BEGIN

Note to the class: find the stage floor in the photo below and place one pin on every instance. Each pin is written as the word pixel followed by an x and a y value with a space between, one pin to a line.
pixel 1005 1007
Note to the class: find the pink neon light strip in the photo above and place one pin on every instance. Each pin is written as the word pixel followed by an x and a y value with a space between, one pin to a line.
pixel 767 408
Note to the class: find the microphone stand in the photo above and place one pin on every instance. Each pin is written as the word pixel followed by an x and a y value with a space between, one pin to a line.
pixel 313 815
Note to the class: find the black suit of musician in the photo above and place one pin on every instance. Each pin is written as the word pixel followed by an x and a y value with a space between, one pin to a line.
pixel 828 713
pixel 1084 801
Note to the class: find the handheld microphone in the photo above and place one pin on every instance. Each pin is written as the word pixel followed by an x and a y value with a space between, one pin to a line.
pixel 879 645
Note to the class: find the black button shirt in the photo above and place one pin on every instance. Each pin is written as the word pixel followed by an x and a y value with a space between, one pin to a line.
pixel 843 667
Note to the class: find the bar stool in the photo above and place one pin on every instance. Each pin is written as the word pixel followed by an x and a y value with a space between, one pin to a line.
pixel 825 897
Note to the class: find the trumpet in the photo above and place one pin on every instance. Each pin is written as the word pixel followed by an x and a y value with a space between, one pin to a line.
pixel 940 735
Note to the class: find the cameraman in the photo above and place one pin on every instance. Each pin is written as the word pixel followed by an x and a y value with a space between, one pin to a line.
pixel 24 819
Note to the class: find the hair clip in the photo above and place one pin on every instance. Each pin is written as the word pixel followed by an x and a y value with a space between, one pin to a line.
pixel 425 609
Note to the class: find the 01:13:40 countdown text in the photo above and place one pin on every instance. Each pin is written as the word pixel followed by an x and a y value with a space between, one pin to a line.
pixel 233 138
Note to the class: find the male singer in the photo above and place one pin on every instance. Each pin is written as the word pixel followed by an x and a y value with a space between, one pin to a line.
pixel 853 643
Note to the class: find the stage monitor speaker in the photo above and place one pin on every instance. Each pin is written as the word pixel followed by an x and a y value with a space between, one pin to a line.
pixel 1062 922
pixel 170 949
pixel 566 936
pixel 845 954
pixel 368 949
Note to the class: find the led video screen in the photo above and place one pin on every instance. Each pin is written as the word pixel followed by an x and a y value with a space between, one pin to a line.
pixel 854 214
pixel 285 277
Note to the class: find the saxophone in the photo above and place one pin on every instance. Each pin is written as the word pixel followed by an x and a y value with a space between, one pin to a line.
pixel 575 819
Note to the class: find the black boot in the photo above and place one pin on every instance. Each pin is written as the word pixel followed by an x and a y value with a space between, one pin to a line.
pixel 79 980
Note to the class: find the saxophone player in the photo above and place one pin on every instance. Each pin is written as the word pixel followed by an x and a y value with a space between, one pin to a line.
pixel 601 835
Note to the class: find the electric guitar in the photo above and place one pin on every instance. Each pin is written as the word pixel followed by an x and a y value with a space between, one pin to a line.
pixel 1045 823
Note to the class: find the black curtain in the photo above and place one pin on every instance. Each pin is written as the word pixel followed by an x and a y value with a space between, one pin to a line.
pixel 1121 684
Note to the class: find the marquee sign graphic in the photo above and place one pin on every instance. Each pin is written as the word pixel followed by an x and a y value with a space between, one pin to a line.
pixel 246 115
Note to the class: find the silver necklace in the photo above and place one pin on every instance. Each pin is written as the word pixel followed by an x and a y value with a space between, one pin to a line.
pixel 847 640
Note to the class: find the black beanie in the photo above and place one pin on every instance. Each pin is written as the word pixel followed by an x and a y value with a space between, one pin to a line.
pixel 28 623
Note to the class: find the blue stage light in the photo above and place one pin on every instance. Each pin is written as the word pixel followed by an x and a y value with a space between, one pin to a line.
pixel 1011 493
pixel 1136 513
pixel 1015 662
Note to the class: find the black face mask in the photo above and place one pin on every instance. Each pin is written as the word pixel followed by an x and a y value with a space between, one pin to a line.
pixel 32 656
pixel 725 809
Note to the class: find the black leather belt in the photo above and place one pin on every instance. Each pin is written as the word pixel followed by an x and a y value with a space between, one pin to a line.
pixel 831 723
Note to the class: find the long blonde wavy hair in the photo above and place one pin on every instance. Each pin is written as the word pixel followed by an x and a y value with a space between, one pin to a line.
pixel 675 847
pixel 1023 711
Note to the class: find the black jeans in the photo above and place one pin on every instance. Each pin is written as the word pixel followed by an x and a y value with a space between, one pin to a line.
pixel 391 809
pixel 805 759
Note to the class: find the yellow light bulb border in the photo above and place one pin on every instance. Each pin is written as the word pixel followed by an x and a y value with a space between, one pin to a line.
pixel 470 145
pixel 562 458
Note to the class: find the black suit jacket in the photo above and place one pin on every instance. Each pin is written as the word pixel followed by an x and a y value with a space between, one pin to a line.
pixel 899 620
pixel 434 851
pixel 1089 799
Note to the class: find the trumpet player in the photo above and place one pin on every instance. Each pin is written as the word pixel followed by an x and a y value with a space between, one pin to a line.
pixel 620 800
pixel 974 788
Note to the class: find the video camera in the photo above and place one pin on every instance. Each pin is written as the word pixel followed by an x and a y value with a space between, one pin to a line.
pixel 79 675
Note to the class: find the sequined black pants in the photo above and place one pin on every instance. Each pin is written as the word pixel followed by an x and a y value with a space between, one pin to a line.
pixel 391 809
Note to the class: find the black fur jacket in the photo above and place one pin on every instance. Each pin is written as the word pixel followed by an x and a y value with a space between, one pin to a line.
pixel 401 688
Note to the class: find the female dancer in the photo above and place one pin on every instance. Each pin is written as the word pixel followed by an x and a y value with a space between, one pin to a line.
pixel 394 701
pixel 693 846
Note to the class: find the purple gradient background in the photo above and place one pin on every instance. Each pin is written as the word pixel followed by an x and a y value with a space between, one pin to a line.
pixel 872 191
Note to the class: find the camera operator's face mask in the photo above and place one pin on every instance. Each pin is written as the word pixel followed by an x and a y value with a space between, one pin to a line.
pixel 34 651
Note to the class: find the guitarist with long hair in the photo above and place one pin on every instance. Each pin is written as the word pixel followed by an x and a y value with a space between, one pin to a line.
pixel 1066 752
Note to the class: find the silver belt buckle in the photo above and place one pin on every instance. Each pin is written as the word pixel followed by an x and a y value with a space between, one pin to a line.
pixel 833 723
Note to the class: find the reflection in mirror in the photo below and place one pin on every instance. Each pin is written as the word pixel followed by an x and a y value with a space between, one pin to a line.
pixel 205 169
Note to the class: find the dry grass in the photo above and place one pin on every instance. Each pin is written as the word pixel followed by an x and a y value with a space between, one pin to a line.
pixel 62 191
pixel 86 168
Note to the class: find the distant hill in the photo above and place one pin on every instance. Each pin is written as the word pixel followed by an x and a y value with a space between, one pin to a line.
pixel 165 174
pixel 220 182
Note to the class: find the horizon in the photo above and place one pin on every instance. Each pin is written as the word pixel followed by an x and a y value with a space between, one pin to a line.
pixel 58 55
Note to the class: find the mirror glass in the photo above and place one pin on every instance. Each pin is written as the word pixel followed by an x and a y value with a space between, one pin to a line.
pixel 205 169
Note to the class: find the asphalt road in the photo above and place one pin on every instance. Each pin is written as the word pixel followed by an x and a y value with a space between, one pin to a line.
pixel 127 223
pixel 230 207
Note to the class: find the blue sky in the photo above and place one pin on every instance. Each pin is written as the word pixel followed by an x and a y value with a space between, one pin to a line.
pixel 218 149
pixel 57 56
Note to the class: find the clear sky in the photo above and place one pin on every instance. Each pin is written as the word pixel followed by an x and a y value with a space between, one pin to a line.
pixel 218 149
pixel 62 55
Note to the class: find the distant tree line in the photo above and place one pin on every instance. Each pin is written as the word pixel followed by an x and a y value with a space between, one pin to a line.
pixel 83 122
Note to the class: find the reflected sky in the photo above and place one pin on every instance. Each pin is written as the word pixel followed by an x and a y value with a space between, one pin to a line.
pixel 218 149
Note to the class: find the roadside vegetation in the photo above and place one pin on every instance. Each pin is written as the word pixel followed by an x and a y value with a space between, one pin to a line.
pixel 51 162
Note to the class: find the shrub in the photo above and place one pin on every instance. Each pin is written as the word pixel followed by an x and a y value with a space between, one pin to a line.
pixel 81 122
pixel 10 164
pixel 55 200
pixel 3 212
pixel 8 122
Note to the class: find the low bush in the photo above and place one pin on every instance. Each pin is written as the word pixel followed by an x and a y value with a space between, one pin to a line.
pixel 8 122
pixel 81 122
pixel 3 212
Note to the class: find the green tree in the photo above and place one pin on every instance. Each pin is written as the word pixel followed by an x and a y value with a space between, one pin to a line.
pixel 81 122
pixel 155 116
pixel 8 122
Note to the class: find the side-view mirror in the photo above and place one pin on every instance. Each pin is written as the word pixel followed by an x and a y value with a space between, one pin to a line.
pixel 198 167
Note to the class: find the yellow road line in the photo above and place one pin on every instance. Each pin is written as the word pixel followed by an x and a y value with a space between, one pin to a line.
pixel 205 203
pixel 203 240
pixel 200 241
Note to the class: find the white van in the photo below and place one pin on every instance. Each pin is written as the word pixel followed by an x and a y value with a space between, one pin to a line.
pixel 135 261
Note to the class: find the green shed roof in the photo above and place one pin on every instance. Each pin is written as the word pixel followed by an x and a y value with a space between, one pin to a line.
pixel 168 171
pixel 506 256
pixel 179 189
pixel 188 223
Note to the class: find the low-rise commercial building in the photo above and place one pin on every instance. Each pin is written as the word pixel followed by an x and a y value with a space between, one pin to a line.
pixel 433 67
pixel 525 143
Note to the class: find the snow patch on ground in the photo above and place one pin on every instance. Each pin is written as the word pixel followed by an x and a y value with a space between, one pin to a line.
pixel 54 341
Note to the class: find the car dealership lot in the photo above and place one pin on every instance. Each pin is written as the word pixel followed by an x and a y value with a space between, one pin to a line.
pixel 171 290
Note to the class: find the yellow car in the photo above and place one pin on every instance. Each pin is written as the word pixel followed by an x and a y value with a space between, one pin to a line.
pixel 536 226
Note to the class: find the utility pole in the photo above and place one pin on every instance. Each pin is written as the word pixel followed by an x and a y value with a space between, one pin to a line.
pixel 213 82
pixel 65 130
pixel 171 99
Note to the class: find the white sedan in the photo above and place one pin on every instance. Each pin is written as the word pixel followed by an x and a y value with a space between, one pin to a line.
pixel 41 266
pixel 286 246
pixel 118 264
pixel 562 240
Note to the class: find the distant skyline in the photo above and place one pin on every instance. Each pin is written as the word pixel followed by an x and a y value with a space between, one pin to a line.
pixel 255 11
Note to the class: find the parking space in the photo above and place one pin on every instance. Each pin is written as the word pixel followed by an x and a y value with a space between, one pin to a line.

END

• _YOUR ASSIGNMENT_:
Exactly reproduce the lines beginning with the one that contains "Note to the class: find the white sedan" and ending with the last line of the material, both included. Leave out everything else.

• _RESULT_:
Note to the class: find the white sedan in the photo above and place one pin on every instance. Each pin is written as the word pixel followed by an x and a y value with a space between, one pin to a line.
pixel 41 266
pixel 286 246
pixel 118 264
pixel 562 240
Note to the class: find the distant skyline in the photo above and place one pin on every instance. Each pin is written as the word pixel followed by an x and a y value with a space between, one pin to a line.
pixel 255 11
Note to the class: find the parking space in the photo above and place one pin on every instance. Each pin is written as the word pixel followed by an x and a y value with a space between, one pin to a line.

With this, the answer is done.